* _Written instruction 1_:
Answer these questions from the text about fighter jet development times:
(a) In what year was the YF-22 development/demo contract awarded?
(b) What year is given for the F-35's first planned deployment?
(c) Which company did Lockheed Martin's X-35 beat in 2001?

The YF-22 development/demo contract was awarded in 1986. F-22s were deployed
in war games in 2005 (19 years later), and saw combat in 2007 (21 years
later). [1] So, there's about a 20 year lead between when we come up with a
concept and finally work enough of the bugs out to have it deployed.

The F-35 is newer, and seems to be making progress. Its first planned
deployment is 2017, and the JSF (Joint Strike Fighter) development contract
was awarded in 1996. Lockheed Martin's X-35 beat Boeing in 2001, as the X-35
had less risk [2]. So, the F-35 is likely to have a similar two decade span
between prototype and initial concepts and deployment.

* _Material provided_:
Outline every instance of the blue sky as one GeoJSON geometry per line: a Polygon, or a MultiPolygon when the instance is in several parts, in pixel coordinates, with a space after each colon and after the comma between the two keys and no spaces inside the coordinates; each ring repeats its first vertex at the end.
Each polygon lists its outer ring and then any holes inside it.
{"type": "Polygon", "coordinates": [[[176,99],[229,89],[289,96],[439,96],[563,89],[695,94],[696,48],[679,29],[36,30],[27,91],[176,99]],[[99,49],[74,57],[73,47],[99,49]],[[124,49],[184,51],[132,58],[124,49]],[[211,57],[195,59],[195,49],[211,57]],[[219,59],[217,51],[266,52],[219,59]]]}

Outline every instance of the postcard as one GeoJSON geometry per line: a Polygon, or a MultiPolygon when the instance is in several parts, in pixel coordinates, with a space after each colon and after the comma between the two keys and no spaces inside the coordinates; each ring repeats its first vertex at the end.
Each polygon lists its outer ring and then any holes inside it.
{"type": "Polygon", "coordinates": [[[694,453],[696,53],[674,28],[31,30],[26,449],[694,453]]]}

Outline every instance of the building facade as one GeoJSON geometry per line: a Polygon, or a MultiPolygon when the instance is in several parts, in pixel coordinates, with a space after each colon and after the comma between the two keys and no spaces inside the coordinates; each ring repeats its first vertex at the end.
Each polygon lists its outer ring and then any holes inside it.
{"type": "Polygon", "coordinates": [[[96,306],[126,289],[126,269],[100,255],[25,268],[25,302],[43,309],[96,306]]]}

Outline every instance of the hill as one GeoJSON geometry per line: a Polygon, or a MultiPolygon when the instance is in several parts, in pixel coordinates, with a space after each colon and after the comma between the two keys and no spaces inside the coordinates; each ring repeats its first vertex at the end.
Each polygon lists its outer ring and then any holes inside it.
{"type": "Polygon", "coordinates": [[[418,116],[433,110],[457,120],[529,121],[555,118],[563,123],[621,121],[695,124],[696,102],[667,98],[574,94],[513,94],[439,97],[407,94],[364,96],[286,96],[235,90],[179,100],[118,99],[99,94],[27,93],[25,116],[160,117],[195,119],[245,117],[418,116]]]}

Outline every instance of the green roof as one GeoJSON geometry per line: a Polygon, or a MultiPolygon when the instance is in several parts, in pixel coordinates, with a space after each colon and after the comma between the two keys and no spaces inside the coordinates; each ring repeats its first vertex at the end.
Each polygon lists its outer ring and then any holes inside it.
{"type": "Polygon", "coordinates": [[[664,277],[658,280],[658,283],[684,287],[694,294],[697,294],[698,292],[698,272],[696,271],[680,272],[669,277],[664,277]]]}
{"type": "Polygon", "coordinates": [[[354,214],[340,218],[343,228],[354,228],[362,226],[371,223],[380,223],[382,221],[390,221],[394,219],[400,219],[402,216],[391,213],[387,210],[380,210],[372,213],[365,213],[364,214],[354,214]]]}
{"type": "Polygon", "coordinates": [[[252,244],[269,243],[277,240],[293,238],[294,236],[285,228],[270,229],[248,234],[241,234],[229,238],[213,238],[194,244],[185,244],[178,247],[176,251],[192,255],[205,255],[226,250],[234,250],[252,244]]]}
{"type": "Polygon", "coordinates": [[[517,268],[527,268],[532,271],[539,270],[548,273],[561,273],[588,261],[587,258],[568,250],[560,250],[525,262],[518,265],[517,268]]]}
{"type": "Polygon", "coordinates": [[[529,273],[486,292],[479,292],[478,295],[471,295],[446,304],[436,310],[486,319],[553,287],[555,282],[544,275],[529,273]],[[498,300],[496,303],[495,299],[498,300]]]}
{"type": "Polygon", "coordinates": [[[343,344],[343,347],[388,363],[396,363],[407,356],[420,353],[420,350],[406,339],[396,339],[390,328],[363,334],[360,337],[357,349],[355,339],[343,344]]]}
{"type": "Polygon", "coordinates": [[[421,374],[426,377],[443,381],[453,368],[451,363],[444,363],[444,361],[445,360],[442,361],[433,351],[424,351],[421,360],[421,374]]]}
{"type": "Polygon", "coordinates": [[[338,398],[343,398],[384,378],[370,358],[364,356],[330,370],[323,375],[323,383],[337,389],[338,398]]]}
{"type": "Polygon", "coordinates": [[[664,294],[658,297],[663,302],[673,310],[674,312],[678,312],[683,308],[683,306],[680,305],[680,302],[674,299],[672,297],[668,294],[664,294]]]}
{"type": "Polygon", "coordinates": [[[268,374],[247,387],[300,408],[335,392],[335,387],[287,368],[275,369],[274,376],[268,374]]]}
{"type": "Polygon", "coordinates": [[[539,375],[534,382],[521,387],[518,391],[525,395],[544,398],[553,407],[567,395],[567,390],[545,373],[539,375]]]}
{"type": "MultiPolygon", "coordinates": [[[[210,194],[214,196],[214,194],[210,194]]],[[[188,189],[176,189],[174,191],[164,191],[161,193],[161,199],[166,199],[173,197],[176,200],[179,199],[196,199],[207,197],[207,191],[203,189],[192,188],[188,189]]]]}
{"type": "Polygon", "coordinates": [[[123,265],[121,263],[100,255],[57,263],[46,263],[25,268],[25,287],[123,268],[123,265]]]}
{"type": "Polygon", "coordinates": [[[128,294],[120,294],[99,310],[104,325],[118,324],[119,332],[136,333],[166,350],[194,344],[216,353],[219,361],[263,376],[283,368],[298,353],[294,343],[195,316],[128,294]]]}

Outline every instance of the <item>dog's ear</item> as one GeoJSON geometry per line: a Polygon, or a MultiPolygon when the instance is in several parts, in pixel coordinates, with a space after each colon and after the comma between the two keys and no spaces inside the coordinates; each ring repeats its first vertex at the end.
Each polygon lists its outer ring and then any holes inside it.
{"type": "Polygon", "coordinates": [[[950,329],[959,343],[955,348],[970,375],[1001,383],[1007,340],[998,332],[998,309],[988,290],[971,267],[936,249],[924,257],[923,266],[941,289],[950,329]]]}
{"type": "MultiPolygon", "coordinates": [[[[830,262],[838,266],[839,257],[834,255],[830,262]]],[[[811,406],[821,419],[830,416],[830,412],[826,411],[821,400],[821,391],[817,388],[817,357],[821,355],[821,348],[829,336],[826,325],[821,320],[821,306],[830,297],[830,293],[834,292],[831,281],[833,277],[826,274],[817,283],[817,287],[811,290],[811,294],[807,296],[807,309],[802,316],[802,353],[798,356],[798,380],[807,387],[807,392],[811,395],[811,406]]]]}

--

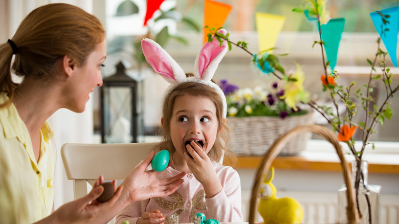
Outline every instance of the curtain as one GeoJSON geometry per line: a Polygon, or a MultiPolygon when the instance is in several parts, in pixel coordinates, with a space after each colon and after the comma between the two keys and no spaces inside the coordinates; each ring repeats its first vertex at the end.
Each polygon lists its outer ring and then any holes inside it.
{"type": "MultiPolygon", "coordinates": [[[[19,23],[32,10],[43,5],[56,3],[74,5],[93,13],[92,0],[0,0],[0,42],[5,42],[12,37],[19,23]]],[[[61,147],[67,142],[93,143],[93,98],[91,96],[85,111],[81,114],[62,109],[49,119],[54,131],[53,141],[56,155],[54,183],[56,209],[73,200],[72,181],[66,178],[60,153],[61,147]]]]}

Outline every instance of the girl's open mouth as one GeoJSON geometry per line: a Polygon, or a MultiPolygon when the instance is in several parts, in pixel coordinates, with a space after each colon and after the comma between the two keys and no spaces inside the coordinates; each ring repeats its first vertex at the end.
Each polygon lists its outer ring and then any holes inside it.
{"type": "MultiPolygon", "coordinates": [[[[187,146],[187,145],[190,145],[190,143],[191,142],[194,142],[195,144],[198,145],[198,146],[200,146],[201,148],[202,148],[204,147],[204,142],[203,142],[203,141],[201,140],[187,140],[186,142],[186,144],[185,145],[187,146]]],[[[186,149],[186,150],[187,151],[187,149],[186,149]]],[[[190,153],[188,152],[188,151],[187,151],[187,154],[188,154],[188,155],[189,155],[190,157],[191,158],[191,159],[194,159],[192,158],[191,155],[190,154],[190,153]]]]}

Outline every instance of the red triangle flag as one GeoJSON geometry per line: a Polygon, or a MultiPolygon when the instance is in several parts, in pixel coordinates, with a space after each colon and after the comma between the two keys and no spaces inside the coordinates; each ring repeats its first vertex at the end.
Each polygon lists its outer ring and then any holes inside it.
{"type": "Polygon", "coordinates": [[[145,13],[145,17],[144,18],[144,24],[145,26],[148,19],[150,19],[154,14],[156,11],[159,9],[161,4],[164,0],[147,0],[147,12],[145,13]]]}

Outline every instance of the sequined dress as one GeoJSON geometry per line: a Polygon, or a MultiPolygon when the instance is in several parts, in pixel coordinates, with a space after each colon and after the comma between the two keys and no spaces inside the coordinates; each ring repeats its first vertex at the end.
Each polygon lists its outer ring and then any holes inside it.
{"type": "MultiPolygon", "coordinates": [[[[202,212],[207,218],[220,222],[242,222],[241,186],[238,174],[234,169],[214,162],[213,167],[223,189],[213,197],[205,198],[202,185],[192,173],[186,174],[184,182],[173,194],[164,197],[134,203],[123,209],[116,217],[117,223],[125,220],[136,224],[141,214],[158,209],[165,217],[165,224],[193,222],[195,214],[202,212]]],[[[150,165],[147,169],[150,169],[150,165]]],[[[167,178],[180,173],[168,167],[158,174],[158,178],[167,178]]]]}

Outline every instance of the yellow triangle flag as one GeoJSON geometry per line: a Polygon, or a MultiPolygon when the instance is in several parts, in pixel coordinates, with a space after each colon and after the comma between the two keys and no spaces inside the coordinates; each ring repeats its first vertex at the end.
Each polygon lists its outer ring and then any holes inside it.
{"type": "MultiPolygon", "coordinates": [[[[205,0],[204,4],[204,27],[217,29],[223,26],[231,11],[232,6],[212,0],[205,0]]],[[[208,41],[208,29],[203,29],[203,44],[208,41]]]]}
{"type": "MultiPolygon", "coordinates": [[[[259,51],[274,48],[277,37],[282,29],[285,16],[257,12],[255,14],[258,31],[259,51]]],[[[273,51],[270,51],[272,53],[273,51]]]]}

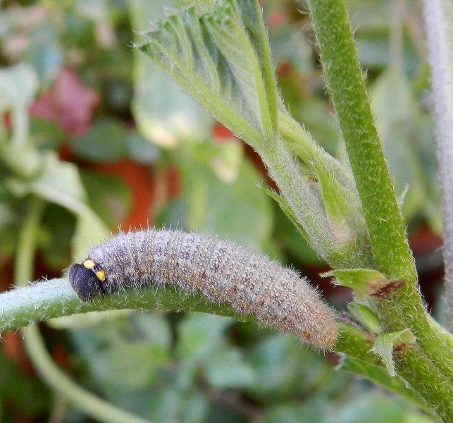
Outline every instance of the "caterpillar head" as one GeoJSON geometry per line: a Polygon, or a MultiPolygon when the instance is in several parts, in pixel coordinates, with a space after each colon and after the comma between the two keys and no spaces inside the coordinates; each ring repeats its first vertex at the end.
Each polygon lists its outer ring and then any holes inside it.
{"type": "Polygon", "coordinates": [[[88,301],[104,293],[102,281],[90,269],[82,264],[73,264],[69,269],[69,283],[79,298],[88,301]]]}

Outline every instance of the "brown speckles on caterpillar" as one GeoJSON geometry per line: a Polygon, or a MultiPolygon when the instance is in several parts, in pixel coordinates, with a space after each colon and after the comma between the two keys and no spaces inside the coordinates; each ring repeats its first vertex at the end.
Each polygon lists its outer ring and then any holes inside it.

* * *

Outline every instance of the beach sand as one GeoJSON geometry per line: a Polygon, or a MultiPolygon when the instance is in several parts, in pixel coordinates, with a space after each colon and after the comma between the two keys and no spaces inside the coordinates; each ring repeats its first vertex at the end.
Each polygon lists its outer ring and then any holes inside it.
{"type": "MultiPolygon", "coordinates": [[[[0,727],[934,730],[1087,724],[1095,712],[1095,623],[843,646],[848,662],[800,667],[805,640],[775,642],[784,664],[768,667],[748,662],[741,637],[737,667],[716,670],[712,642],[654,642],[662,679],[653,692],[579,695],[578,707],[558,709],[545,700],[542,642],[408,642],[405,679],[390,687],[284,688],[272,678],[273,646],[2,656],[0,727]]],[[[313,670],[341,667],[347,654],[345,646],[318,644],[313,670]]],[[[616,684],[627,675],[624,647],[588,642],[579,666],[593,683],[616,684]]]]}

* _Written instruction 2_: Find every line of the records that contains the word "triangle", and copy each one.

* _Right answer 1_:
(a) 1986
(b) 2017
(c) Boeing

* _Right answer 2_:
Outline every instance of the red triangle flag as one GeoJSON geometry per line: a Polygon, or a MultiPolygon when the instance is in several parts, in pixel coordinates, with a space after each colon and after the comma between the two keys and no spaces inside the coordinates; each ring repeats its first vertex at the end.
Outline every instance of the yellow triangle flag as one GeoJSON geometry per line: a Polygon, or a MultiPolygon when the instance is in several parts, in pixel coordinates, with a space after each colon and after the comma between the two keys and no spaces inside the coordinates; each ring repeats its first vertex at the end.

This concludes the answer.